PROVIDED DATA:
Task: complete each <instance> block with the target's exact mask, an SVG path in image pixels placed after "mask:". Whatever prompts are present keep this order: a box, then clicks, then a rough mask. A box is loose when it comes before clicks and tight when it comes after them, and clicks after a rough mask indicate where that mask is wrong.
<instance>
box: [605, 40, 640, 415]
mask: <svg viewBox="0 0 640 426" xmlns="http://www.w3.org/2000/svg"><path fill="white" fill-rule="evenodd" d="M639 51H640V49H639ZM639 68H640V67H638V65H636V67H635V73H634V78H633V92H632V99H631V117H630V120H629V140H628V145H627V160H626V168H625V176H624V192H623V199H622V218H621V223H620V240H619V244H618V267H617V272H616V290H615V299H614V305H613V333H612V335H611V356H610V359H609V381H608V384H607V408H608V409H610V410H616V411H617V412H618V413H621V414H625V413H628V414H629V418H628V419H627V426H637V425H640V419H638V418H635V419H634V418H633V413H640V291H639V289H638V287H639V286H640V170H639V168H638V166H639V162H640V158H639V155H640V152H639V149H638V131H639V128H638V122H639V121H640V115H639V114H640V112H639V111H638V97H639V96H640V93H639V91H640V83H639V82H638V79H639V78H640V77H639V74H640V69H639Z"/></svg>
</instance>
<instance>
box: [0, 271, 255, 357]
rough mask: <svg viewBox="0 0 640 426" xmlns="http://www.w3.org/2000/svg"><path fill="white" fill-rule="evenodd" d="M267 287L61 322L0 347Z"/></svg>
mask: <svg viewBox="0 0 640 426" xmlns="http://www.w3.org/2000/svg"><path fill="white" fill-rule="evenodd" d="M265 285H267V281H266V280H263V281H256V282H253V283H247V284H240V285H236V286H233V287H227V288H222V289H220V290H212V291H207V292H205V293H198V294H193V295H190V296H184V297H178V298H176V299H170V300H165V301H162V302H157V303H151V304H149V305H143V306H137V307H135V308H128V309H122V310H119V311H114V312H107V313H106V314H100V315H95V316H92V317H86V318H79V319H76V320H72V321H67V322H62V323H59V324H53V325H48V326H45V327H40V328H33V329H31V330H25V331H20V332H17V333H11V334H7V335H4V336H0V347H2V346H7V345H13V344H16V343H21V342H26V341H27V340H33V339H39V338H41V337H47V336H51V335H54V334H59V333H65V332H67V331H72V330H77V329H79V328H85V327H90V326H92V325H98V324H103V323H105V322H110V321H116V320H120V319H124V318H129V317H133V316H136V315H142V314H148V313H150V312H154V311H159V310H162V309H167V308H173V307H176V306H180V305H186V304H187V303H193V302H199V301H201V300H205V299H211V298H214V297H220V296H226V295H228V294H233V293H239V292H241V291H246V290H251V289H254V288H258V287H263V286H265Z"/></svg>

AIM OF THE TASK:
Return the lines from the one containing "</instance>" through the last line of the records. Include both ends and nothing else.

SOLUTION TO THIS PROBLEM:
</instance>
<instance>
box: [0, 271, 255, 357]
rough mask: <svg viewBox="0 0 640 426" xmlns="http://www.w3.org/2000/svg"><path fill="white" fill-rule="evenodd" d="M267 287L61 322L0 347Z"/></svg>
mask: <svg viewBox="0 0 640 426" xmlns="http://www.w3.org/2000/svg"><path fill="white" fill-rule="evenodd" d="M265 285H267V281H266V280H263V281H256V282H253V283H247V284H240V285H236V286H233V287H227V288H222V289H220V290H212V291H207V292H205V293H198V294H193V295H190V296H184V297H178V298H176V299H170V300H165V301H162V302H157V303H151V304H149V305H143V306H137V307H135V308H128V309H122V310H119V311H114V312H107V313H106V314H100V315H95V316H92V317H86V318H79V319H76V320H72V321H67V322H62V323H59V324H53V325H48V326H45V327H40V328H33V329H31V330H25V331H20V332H17V333H11V334H7V335H4V336H0V347H2V346H7V345H13V344H16V343H21V342H26V341H27V340H33V339H39V338H41V337H47V336H51V335H54V334H59V333H65V332H67V331H72V330H77V329H79V328H85V327H90V326H92V325H98V324H103V323H105V322H110V321H116V320H120V319H124V318H129V317H133V316H136V315H142V314H148V313H150V312H154V311H159V310H162V309H167V308H173V307H176V306H180V305H186V304H187V303H193V302H199V301H201V300H205V299H211V298H214V297H220V296H226V295H228V294H233V293H239V292H241V291H246V290H251V289H254V288H258V287H263V286H265Z"/></svg>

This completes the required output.